Advokat Todung Mulya Lubis menyatakan ada dua cara yang bisa dilakukan untuk menghentikan Pansus Hak Angket KPK, mengingat telah disahkan dalam paripurna DPR, yakni dengan menggugat ke PTUN dan melakukan judicial review ke Mahkamah Konstitusi (MK).
“Bisa dilakukan dengan mengajukan gugatan ke PTUN atau mengajukan Judcial Review ke Mahkamah Konstitusi (MK). Karena memang proses dalam pembentukan Pansus Hak Angket KPK itu menyalahi beberapa aturan perundang-undangan, jadi itu bisa diuji dan digugat ke PTUN,” kata Todung di Kantor Imparsial, Tebet Dalam, Jakarta Selatan, Rabu (12/7/2017).
Menurut Todung, Pansus Hak Angket KPK juga dapat melemahkan penegakan hukum yang dilakukan oleh KPK dalam memberantas korupsi di Tanah Air.
“Ini akan menjadi obstruction of justice. Karena hak angket KPK akan menimbulkan ketakutan dan rasa tidak nyaman bagi KPK dalam menangani kasus-kasus korupsi,” kata Todung.
Dia menyatakan Pansus Hak Angket yang digagas DPR tidak memperkuat KPK, tetapi justru seperti memiliki agenda tersembunyi untuk membunuh KPK.
“Kelihatan mereka menimba informasi dari pihak-pihak yang sebetulnya bermasalah. Mereka datang ke Sukamiskin [lapas], mereka buka pos pengaduan di DPR, mereka melakukan banyak sekali propaganda yang mendiskreditkan KPK,” kata Todung.
Dirinya pun menjelaskan bahwa KPK bukanlah bagian dari lembaga eksekutif yang bisa diawasi oleh DPR seperti halnya yang dikatakan oleh Yusril Ihza Mahendra, melainkan lembaga sampiran negara. Sehingga, ia menyebut pemahaman ketatanegaraan Yusril perlu untuk dibenahi dalam hal ini.
“Saya menolak Hak Angket KPK, karena KPK itu adalah lembaga yang disebut sebagai state auxiliary agencies. Dia bukan eksekutif, bukan yudikatif, bukan legislatif, tapi menjalankan fungsi yudisial. Selama dia menjalankan fungsi yudisial, ada proses hukum yang sedang dilakukan oleh KPK,” kata Todung.
Dalam kesempatan yang sama, Peneliti ICW Donald Faridz menyatakan Pansus Hak Angket KPK telah menjadi panggung kampanye hitam dari DPR untuk melemahkan KPK, terutama dalam proses kasus korupsi e-KTP yang sedang ditangani lembaga tersebut.
“Yang terjadi adalah angket ini menjadi panggung opini untuk melakukan kampanye negatif atau black campaign kepada KPK sehingga orang lupa wilayah penegakan hukum yang sesungguhnya di pengadilan hari ini,” kata Donal.

[Daftar Data]

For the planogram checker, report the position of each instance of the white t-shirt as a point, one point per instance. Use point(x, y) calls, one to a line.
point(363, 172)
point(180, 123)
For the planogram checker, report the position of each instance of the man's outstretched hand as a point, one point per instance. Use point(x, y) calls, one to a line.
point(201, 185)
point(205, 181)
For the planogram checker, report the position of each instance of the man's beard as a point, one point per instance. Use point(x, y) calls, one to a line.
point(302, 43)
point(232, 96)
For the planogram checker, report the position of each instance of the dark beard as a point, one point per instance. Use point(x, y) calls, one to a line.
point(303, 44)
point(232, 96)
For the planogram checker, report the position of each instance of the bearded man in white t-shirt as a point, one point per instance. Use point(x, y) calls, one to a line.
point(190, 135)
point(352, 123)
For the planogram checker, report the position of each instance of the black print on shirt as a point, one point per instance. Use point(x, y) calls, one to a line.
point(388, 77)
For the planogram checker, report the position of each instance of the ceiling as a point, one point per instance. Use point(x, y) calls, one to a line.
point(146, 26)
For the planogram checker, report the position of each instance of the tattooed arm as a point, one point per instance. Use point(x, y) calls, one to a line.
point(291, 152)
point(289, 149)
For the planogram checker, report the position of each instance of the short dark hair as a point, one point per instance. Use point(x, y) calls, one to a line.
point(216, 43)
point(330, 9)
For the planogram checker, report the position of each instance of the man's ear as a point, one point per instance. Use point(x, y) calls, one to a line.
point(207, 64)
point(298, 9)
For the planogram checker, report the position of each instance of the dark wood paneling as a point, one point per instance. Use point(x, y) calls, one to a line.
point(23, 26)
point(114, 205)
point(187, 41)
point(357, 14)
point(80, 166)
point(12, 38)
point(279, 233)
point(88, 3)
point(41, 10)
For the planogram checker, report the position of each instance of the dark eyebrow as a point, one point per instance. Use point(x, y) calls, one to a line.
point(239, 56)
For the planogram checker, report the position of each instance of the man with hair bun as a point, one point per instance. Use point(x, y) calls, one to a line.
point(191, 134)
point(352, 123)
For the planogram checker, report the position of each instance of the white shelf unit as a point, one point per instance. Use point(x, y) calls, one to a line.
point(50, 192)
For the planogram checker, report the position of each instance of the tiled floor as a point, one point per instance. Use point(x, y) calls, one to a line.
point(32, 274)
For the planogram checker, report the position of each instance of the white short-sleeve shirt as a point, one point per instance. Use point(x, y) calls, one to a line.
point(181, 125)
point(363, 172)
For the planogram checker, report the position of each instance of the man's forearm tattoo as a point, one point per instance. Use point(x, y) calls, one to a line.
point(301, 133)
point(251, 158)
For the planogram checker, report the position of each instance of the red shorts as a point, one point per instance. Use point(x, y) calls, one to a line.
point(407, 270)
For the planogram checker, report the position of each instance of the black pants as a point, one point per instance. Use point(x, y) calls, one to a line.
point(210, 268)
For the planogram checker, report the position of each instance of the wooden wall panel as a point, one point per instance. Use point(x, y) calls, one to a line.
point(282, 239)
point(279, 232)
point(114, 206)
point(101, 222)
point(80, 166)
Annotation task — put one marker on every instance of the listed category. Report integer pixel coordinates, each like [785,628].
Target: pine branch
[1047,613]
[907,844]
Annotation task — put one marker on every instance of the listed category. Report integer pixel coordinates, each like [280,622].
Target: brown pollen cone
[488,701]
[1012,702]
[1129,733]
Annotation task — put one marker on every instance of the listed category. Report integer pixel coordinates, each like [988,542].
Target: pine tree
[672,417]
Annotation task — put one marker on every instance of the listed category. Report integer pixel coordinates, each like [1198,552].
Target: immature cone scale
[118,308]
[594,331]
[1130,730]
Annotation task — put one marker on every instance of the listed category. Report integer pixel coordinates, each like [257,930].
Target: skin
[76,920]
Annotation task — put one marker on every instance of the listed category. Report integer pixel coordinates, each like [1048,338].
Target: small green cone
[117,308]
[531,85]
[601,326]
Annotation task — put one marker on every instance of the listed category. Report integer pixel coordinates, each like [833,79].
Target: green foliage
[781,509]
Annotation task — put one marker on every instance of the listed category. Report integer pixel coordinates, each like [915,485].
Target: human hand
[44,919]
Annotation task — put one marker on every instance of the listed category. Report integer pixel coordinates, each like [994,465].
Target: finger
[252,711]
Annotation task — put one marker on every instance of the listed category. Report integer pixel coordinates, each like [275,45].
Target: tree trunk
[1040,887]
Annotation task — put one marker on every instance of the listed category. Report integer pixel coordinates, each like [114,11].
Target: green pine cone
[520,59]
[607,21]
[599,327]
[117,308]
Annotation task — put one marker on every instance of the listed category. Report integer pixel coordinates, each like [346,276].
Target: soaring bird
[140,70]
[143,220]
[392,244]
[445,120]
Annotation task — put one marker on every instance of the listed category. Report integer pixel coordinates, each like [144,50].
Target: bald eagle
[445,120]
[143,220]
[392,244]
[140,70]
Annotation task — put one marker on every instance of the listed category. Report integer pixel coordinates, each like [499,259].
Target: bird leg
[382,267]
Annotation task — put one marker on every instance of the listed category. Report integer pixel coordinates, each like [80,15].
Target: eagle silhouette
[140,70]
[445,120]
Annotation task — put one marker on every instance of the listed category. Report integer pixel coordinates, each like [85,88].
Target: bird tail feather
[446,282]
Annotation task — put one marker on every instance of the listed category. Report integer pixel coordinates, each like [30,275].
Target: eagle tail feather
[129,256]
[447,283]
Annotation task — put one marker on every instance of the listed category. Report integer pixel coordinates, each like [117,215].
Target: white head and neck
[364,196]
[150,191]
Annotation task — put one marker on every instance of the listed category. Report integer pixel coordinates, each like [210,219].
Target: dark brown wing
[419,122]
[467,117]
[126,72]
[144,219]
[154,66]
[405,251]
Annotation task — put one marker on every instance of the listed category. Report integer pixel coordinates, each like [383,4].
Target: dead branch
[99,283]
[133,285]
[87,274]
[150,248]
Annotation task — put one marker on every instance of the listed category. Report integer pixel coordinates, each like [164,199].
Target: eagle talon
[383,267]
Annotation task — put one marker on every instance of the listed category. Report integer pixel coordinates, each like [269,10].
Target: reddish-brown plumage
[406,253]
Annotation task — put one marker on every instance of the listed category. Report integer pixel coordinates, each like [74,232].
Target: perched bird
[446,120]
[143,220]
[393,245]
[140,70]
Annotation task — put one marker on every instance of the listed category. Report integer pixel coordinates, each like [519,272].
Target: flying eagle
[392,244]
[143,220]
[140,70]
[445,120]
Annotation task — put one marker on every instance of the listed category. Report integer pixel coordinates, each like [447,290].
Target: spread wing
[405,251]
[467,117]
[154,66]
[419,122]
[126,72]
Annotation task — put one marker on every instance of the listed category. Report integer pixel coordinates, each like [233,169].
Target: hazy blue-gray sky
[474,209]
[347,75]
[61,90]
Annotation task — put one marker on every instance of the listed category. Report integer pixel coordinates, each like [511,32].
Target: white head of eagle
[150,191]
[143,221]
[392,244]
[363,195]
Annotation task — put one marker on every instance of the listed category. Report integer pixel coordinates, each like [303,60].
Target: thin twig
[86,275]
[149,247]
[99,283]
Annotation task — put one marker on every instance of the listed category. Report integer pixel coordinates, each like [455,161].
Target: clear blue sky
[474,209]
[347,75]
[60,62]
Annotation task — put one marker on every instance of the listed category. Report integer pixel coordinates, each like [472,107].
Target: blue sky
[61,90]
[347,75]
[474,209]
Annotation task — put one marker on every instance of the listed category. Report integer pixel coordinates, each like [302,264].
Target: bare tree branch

[Tugas yang Dikerjakan]
**1.** Perbarui bagian berita tentang Pansus Hak Angket KPK dari "Advokat Todung Mulya" sampai dengan "di Tanah Air.", dengan mengganti "PTUN" menjadi "Pengadilan Tata Usaha Negara".
**2.** Tuliskan lanjutan berita tentang Pansus Hak Angket KPK, dimulai tepat setelah kalimat terakhirnya.

[Hasil per Tugas]
**1.**
Advokat Todung Mulya Lubis menyatakan ada dua cara yang bisa dilakukan untuk menghentikan Pansus Hak Angket KPK, mengingat telah disahkan dalam paripurna DPR, yakni dengan menggugat ke Pengadilan Tata Usaha Negara dan melakukan judicial review ke Mahkamah Konstitusi (MK).
“Bisa dilakukan dengan mengajukan gugatan ke Pengadilan Tata Usaha Negara atau mengajukan Judcial Review ke Mahkamah Konstitusi (MK). Karena memang proses dalam pembentukan Pansus Hak Angket KPK itu menyalahi beberapa aturan perundang-undangan, jadi itu bisa diuji dan digugat ke Pengadilan Tata Usaha Negara,” kata Todung di Kantor Imparsial, Tebet Dalam, Jakarta Selatan, Rabu (12/7/2017).
Menurut Todung, Pansus Hak Angket KPK juga dapat melemahkan penegakan hukum yang dilakukan oleh KPK dalam memberantas korupsi di Tanah Air.

**2.**
Dirinya pun mengaku mencatat setidaknya ada tiga hal yang termasuk dalam kampanye hitam yang dilakukan oleh DPR terkait hal ini. Pertama, menurut Donal, adalah mengeluarkan opini yang tidak berdasar seolah-olah menggambarkan KPK itu lembaga tidak akuntabel, lembaga yang tidak independen dan lembaga yang tertutup.
“Contohnya kemarin adalah pernyataan dari Misbakhun menyebut 17 penyidik KPK itu ilegal, itu dibantah sendiri oleh Mabes Polri, melalui pernyataan dari Kadiv Humas Mabes Polri,” kata Donal.
Kedua, menurut Donal, kampanye hitam tersebut bisa dilihat dari DPR yang menghadirkan orang-orang yang disebut sebagai pakar tapi sejak awal telah berseberangan dengan KPK, seperti Yusril Ihza Mahendra.
Lalu, ketiga, menurut Donal kampanye hitam itu dilakukan dari cara DPR mengambil sampel dalam pembahasan hal angket KPK. Menurutnya, sampel-sampel yang diambil seperti tahanan KPK adalah yang secara jelas menyudutkan KPK.
“Seperti Densus 88 di mata para teroris ya jelas salah, sebaik apapun kinerja mereka,” tegas Donal.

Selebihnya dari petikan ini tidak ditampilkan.